Entries from a point labeling set
• • • •
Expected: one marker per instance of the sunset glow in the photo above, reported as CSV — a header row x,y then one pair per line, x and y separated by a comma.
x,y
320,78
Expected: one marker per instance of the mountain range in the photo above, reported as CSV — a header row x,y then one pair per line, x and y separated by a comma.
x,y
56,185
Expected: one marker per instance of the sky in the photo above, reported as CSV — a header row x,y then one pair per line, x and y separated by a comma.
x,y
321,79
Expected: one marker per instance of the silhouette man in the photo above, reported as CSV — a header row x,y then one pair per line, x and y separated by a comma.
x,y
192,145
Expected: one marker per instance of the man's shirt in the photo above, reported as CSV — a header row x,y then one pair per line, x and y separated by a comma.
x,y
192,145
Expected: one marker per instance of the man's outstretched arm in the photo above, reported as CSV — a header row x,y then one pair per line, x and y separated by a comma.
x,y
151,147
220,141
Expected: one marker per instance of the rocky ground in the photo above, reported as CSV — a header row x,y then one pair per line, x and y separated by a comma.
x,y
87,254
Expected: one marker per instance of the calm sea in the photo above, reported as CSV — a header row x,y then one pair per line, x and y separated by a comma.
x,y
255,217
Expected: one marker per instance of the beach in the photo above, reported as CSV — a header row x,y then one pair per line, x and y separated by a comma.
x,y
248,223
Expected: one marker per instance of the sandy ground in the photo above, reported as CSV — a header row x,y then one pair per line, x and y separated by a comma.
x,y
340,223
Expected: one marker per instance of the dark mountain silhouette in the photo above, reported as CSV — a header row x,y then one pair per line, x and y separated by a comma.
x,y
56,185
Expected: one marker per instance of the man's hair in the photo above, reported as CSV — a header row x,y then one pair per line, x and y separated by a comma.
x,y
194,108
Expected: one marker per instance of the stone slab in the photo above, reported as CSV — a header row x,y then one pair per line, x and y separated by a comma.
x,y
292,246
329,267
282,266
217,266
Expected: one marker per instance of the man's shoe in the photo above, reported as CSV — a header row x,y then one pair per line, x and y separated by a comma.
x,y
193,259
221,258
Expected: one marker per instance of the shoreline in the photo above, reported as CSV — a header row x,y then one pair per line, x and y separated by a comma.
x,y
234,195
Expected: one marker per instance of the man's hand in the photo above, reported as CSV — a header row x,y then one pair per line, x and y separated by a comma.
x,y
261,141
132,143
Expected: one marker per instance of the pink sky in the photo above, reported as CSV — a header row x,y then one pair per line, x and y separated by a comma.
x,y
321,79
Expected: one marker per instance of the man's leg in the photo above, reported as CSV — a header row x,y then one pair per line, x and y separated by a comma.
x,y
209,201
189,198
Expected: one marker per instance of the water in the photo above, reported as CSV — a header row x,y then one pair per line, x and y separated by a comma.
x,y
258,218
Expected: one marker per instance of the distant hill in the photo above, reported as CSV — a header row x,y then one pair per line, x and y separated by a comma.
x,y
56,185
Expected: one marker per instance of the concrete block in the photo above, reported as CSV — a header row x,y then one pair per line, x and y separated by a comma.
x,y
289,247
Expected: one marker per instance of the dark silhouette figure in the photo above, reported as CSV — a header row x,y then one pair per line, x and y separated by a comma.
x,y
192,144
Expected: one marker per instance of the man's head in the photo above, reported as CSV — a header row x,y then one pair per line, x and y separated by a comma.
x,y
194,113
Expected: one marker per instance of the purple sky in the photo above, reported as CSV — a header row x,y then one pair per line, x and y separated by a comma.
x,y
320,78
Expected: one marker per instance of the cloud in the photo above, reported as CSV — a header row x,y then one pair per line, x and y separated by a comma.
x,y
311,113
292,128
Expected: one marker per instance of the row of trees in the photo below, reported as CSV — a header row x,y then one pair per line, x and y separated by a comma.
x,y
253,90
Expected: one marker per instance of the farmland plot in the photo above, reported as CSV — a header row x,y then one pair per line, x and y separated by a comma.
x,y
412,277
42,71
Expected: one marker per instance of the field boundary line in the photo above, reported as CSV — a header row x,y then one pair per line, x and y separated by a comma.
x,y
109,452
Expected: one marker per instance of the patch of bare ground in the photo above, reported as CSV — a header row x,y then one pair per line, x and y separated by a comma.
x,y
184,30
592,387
• • • •
#### Written task:
Format every line of the entries above as a Markdown table with two columns, Row and Line. Number each row and leave out any blank lines.

#### Output below:
| Row | Line |
|---|---|
| 1 | Expected: one marker per instance of the sunset glow in the photo above, reported as CSV — a header row x,y then one pair per line, x and y separated by a comma. |
| 2 | x,y |
| 3 | 320,78 |
| 4 | Expected: one marker per instance of the mountain range in the photo above, reported as CSV — a header row x,y then one pair per line, x and y separated by a comma. |
| 5 | x,y |
| 6 | 56,185 |
| 7 | Expected: one marker per instance of the sky in the photo above, reported as CSV — a header row x,y then one pair per line, x and y separated by a comma. |
| 8 | x,y |
| 9 | 321,79 |
| 10 | Expected: one marker per instance of the silhouette man in the photo above, reported as CSV — a header row x,y then one pair per line, x and y separated by a comma. |
| 11 | x,y |
| 12 | 192,145 |
| 13 | Expected: one marker per instance of the man's shirt in the photo above, reported as CSV — a header row x,y then one pair per line, x and y separated by a comma. |
| 14 | x,y |
| 15 | 192,145 |
| 16 | Expected: one marker per instance of the man's outstretched arm in the photo above, reported as CSV — a header row x,y then one pair per line, x and y separated by a comma. |
| 17 | x,y |
| 18 | 151,147 |
| 19 | 220,141 |
| 20 | Expected: one marker per instance of the rocky ground in the photo above, reported as CSV — a header row x,y then one pair per line, x and y separated by a comma. |
| 21 | x,y |
| 22 | 87,254 |
| 23 | Expected: one marker per instance of the calm sea in the photo above, reported as CSV — a header row x,y then one pair per line, x and y separated by a comma. |
| 24 | x,y |
| 25 | 255,217 |
| 26 | Expected: one marker per instance of the beach in the photo above, reported as CSV — a header row x,y then one pair per line, x and y separated by a comma. |
| 27 | x,y |
| 28 | 248,223 |
| 29 | Expected: one marker per instance of the sandy ground in the photo above, reported as CSV — a header row x,y then one pair per line, x and y separated by a comma. |
| 30 | x,y |
| 31 | 340,223 |
| 32 | Expected: one marker per instance of the dark mountain silhouette in the photo above, reported as CSV — a header row x,y then one pair per line, x and y separated by a comma. |
| 33 | x,y |
| 34 | 56,185 |
| 35 | Expected: one marker per instance of the man's hair in the photo above, reported as CSV — a header row x,y then one pair per line, x and y separated by a comma. |
| 36 | x,y |
| 37 | 194,108 |
| 38 | Expected: one marker per instance of the stone slab in the photo above, reported as CSV — a header row x,y then one pair per line, x and y separated by a comma. |
| 39 | x,y |
| 40 | 292,246 |
| 41 | 329,267 |
| 42 | 282,266 |
| 43 | 217,266 |
| 44 | Expected: one marker per instance of the man's shoe in the photo above, reported as CSV — a header row x,y then one pair per line, x and y separated by a comma. |
| 45 | x,y |
| 46 | 193,259 |
| 47 | 221,258 |
| 48 | Expected: one marker per instance of the shoreline in the photo above, reported as CSV — a header row x,y then one pair per line, x and y separated by a comma. |
| 49 | x,y |
| 50 | 234,195 |
| 51 | Expected: one marker per instance of the man's hand in the photo above, reported as CSV — a header row x,y then one pair per line, x and y separated by a comma. |
| 52 | x,y |
| 53 | 261,141 |
| 54 | 132,143 |
| 55 | Expected: one marker per instance of the pink sky in the photo above, reported as CSV — a header row x,y then one pair per line, x and y separated by a comma. |
| 56 | x,y |
| 57 | 321,79 |
| 58 | Expected: one marker per instance of the man's leg in the photo above, reported as CSV — a header row x,y then one pair per line, x and y separated by a comma. |
| 59 | x,y |
| 60 | 209,201 |
| 61 | 189,198 |
| 62 | Expected: one marker per instance of the water in the photo above, reported as CSV — a header row x,y then one pair per line, x and y separated by a comma. |
| 63 | x,y |
| 64 | 258,218 |
| 65 | Expected: one marker per instance of the distant hill in the photo above, reported as CSV — a header row x,y then one pair per line, x and y separated by a comma. |
| 66 | x,y |
| 67 | 56,185 |
| 68 | Expected: one marker per instance of the concrete block in the photo above, reported as CSV — a header row x,y then one pair per line, x and y separated by a comma. |
| 69 | x,y |
| 70 | 289,247 |
| 71 | Expected: one marker per instance of the dark silhouette figure in the photo above, reported as CSV — a header row x,y then one pair per line, x and y separated by a comma. |
| 72 | x,y |
| 73 | 192,144 |
| 74 | Expected: one marker per instance of the man's head in the photo above, reported as CSV — a header row x,y then one pair per line, x and y separated by a comma. |
| 75 | x,y |
| 76 | 194,113 |
| 77 | Expected: one marker per instance of the purple sky in the photo above, reported as CSV — a header row x,y then one pair per line, x and y separated by a comma. |
| 78 | x,y |
| 79 | 320,78 |
| 80 | Expected: one marker per instance of the cloud in the photo above, reported as CSV — a header row x,y then one pair per line, x and y separated by a comma. |
| 81 | x,y |
| 82 | 311,113 |
| 83 | 292,128 |
| 84 | Expected: one marker per instance of the row of trees in the photo below, reported as CSV — a header row x,y then one pair per line, x and y separated by a comma. |
| 85 | x,y |
| 86 | 253,90 |
| 87 | Expected: one marker per instance of the farmland plot in the photo above, reported as CSV — a header row x,y then one pair per line, x and y separated by a comma. |
| 88 | x,y |
| 89 | 412,277 |
| 90 | 42,71 |
| 91 | Expected: one marker per instance of the field boundary line in the photo above, reported as CSV — a header row x,y then one pair per line, x and y separated by a comma. |
| 92 | x,y |
| 93 | 109,452 |
| 94 | Expected: one marker per instance of the patch of bare ground in the photo above, reported as CSV — a header row x,y then one pair per line, x and y separated by a comma. |
| 95 | x,y |
| 96 | 184,30 |
| 97 | 592,387 |